* _Direction_
Show every line in the items below that contains the string "antenna", matching case exactly.

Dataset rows
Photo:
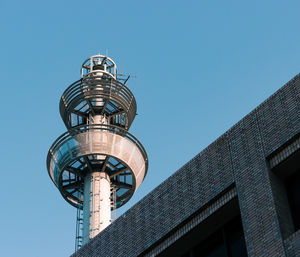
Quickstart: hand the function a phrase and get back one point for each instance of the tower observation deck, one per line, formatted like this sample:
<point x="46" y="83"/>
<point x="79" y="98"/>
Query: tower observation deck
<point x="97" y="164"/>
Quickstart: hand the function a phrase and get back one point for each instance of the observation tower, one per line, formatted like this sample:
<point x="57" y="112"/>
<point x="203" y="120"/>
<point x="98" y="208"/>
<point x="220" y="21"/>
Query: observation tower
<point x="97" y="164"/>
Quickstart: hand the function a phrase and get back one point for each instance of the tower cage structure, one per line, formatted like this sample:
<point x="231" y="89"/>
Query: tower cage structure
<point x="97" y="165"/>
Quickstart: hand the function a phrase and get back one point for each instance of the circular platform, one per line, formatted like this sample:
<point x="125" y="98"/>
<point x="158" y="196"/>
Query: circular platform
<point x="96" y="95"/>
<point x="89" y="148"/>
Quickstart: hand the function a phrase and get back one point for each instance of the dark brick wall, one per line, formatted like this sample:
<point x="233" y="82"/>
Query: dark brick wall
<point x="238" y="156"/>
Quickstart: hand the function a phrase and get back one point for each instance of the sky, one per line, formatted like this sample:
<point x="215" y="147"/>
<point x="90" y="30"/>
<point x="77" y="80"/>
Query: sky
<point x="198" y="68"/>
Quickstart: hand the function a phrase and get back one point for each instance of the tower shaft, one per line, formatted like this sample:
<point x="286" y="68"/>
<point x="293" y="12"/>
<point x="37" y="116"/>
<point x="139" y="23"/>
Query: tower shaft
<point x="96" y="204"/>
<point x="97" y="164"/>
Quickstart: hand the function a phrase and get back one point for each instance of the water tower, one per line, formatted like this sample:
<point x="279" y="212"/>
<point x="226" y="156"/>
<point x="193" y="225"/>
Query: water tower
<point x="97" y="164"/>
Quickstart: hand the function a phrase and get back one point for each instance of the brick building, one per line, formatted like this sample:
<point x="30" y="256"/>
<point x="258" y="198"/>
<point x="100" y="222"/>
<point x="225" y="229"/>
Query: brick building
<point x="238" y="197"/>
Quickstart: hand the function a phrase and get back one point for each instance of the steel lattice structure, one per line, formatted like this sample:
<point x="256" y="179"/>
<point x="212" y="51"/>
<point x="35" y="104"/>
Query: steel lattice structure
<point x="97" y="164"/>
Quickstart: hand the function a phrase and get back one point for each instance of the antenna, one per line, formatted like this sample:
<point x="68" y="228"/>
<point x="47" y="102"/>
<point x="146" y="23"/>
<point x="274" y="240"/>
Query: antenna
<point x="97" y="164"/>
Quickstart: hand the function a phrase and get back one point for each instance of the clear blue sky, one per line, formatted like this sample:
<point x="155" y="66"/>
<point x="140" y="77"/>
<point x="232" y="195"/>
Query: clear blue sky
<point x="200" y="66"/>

==

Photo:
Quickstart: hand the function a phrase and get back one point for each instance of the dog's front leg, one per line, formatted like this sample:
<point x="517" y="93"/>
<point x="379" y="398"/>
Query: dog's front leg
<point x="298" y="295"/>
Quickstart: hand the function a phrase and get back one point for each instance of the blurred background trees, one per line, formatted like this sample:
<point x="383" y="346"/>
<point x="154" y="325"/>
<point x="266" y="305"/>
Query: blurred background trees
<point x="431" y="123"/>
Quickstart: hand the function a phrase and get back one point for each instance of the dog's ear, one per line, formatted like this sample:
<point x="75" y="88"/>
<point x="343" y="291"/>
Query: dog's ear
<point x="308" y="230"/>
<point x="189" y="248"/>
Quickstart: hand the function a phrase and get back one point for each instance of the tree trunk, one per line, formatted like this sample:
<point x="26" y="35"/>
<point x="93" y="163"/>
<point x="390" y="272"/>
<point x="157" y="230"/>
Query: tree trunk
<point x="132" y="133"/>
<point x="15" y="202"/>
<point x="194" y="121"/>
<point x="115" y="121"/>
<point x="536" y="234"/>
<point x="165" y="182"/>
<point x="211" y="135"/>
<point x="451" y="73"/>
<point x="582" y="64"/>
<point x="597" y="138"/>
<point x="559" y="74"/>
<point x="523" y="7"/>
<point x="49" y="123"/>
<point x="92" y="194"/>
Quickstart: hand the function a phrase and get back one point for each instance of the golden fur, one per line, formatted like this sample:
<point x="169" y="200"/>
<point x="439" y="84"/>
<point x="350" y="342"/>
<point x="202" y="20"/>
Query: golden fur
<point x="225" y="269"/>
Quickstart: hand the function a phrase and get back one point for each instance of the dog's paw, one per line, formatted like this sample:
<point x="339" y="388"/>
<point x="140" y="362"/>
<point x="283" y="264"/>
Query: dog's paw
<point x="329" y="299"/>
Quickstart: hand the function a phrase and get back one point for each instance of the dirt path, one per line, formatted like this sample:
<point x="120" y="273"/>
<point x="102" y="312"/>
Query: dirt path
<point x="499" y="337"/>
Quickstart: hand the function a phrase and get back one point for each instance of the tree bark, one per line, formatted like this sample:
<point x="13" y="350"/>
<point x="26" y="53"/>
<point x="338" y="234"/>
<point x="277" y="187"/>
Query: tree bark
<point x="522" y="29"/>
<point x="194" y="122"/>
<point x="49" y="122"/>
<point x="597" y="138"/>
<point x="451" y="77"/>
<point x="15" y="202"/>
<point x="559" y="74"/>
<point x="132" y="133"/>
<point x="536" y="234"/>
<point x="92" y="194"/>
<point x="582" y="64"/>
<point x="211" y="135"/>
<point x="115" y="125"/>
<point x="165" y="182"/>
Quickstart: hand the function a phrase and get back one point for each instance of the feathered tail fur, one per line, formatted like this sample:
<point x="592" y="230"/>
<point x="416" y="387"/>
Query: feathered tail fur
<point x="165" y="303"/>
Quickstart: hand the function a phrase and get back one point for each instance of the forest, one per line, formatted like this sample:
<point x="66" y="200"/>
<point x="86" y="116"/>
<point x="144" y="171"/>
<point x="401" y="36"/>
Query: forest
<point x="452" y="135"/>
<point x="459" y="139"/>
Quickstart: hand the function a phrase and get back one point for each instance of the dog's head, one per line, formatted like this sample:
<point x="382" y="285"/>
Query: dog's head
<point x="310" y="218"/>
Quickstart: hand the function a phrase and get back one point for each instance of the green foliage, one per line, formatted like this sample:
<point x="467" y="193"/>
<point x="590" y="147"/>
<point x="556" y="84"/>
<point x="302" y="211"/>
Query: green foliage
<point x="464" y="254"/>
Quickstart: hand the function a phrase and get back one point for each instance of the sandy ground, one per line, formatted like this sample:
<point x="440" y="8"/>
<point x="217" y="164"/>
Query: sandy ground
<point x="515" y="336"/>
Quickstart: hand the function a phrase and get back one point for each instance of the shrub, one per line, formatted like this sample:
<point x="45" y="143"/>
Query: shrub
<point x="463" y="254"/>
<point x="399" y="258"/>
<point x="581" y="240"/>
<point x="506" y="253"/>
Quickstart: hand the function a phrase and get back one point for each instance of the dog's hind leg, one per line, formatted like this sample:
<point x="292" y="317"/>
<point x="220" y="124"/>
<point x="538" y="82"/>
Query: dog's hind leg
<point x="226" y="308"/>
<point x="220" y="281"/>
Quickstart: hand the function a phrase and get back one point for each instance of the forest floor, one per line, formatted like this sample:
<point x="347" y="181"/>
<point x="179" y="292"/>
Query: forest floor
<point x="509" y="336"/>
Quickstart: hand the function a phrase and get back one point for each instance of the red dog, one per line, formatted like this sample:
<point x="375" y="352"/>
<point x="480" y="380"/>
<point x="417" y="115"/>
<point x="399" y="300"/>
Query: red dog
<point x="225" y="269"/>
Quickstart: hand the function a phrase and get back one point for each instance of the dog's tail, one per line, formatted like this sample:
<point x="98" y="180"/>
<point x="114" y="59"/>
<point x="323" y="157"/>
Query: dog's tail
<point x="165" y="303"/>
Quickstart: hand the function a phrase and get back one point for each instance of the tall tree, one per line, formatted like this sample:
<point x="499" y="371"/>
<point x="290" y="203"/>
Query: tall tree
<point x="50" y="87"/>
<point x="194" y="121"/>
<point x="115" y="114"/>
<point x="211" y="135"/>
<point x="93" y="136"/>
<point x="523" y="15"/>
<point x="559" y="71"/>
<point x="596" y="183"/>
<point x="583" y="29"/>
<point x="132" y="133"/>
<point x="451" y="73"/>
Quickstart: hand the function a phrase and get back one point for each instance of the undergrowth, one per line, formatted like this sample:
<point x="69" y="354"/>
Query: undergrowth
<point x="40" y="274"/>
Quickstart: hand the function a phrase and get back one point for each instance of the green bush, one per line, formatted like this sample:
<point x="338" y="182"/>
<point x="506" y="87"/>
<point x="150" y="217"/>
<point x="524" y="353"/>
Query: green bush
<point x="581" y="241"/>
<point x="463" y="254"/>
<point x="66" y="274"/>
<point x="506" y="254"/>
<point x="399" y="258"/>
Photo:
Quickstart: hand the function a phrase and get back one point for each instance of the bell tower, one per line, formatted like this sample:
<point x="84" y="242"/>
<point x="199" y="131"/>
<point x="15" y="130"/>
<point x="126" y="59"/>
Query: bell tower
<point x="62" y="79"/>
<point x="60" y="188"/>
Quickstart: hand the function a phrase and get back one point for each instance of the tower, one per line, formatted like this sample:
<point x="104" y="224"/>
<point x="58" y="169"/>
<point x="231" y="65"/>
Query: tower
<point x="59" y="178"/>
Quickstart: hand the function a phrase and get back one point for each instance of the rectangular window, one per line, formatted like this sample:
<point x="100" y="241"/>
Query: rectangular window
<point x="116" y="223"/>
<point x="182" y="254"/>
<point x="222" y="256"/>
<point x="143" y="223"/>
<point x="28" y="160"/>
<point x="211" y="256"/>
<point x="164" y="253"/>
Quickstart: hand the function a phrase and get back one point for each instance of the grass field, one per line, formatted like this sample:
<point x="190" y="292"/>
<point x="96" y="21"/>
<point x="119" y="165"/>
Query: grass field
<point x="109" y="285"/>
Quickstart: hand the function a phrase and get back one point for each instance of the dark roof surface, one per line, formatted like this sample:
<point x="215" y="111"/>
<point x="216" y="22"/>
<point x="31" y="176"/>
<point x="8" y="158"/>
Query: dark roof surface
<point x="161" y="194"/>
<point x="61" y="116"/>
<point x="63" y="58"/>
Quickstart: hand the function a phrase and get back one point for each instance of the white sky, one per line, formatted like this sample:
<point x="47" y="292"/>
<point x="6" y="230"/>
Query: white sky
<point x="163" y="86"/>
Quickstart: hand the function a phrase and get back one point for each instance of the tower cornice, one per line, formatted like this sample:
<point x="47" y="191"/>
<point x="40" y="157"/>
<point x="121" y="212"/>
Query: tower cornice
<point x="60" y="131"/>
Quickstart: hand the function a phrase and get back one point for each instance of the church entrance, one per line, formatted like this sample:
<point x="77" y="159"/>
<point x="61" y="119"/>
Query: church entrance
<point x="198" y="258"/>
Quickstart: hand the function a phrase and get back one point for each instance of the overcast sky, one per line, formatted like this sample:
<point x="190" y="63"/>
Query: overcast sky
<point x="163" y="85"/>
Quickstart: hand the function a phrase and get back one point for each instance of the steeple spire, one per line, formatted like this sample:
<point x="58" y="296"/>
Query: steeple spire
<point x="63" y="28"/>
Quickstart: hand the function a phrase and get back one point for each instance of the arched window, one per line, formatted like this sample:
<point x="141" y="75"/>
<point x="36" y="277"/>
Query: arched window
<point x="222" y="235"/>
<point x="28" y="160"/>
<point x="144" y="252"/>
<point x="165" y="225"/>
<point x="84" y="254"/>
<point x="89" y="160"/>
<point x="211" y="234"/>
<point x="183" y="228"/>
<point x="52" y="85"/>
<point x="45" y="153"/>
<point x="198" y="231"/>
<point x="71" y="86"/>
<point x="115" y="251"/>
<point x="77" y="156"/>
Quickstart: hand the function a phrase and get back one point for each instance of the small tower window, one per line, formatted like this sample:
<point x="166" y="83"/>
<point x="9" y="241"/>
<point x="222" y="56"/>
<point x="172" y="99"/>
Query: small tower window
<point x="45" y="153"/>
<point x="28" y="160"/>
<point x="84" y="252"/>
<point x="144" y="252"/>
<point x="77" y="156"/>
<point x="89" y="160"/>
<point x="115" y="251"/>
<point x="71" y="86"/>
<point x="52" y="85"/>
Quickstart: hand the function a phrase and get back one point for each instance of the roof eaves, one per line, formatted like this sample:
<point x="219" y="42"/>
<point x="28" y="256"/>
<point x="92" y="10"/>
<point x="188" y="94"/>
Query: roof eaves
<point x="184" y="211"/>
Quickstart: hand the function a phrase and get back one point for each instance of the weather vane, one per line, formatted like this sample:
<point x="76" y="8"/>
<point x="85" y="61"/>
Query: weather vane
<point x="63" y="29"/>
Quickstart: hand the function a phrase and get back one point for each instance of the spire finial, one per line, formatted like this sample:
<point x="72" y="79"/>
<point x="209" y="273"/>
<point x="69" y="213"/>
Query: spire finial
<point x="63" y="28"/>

---

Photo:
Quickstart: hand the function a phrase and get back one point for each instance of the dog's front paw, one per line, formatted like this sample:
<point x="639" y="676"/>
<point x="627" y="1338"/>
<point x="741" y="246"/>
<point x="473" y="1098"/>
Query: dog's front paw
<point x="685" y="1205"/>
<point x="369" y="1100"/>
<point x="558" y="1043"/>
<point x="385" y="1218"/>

* _Exercise result_
Quickstart: hand the function a phrase and get back one point for each instance of the antenna, one per line, formatted like this sample:
Query: antenna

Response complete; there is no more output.